_TEXT_

'''

The lagrangean here is

$$\Lambda = U(x, z_1,...,z_n) + \lambda[M-x-p(z_1,...,z_n)]$$ and the f.o.c's are

$$\partial U / \partial x = \lambda$$

$$\partial U / \partial z_i = \lambda \partial p / \partial z_i, \;\;\; \forall i$$

So

$$\partial p / \partial z_i = \frac {\partial U / \partial z_i}{\partial U / \partial x}$$

Note that we have differentiated the price also, since again, this is not "the market price faced by the consumer" but his/her willingness-to-pay.

The hedonic-price econometric estimation is based on actual transactions, and so on data related to prices that consumers have actually agreed to pay. So the specification

$$p = f(z_1,...,z_n, e)$$

estimates $$\partial p / \partial z_i$$ (and/or their binary-characteristic analogues), which is seen to be the ratio of the marginal utility of the characteristic scaled by the marginal utility of income.

If one assumes quasi-linear preferences of the form

$$U = v( z_1,...,z_n) +x$$

then $\lambda =1$ and so the marginal utility of the characteristic is the same as the marginal monetary willingness-to-pay for that characteristic.

On the basis of these remarks, I think you can conclude whether the econometric specification is a "reduced form" or not.

'''

_EXERCISES TO COMPLETE_
A. In the hedonic-price text, what is the hedonic-price econometric estimation based on?
B. Decide whether each statement agrees with the hedonic-price text, and answer yes or no with the deciding words quoted from it: (i) The estimated ∂p/∂z_i is the ratio of the marginal utility of the characteristic scaled by the marginal utility of income. (ii) The price in the model is treated as the market price faced by the consumer. (iii) The text states outright that the econometric specification is a reduced form.
C. Transcribe the part of the hedonic-price text that begins at the words "estimates $$\partial p" and stops after "utility of income.".
The material after this point comes from a separate source.

_DATA EXTRACT_
'''

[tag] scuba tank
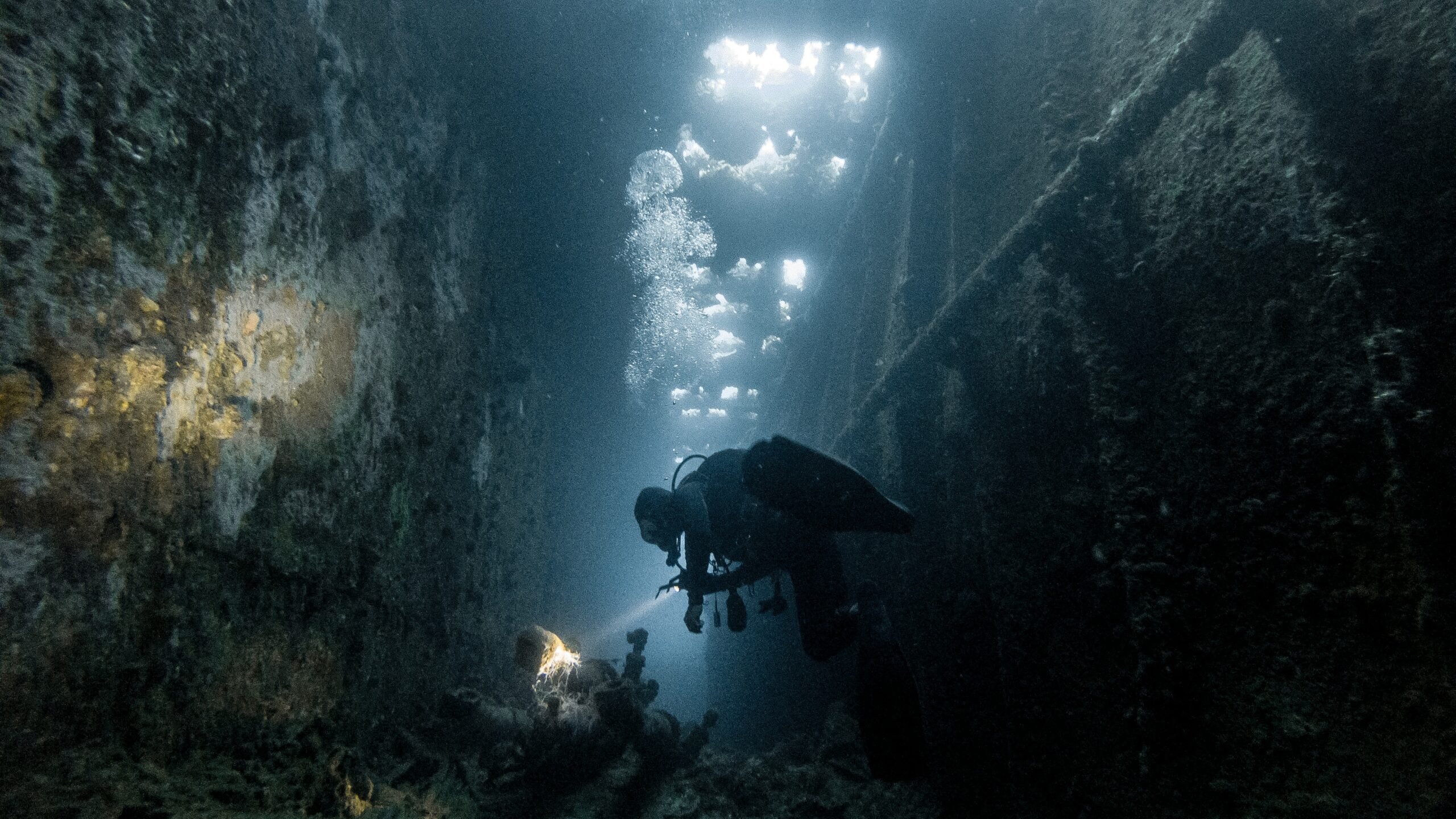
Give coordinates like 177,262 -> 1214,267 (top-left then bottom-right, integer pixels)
728,589 -> 748,631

'''

_ANSWERS BY TASK_
A. It is based on actual transactions, and so on data related to prices that consumers have actually agreed to pay.

B.
(i) Yes: "which is seen to be the ratio of the marginal utility of the characteristic scaled by the marginal utility of income"
(ii) No: "this is not "the market price faced by the consumer" but his/her willingness-to-pay"
(iii) No: "I think you can conclude whether the econometric specification is a "reduced form" or not"

C.
estimates $$\partial p / \partial z_i$$ (and/or their binary-characteristic analogues), which is seen to be the ratio of the marginal utility of the characteristic scaled by the marginal utility of income.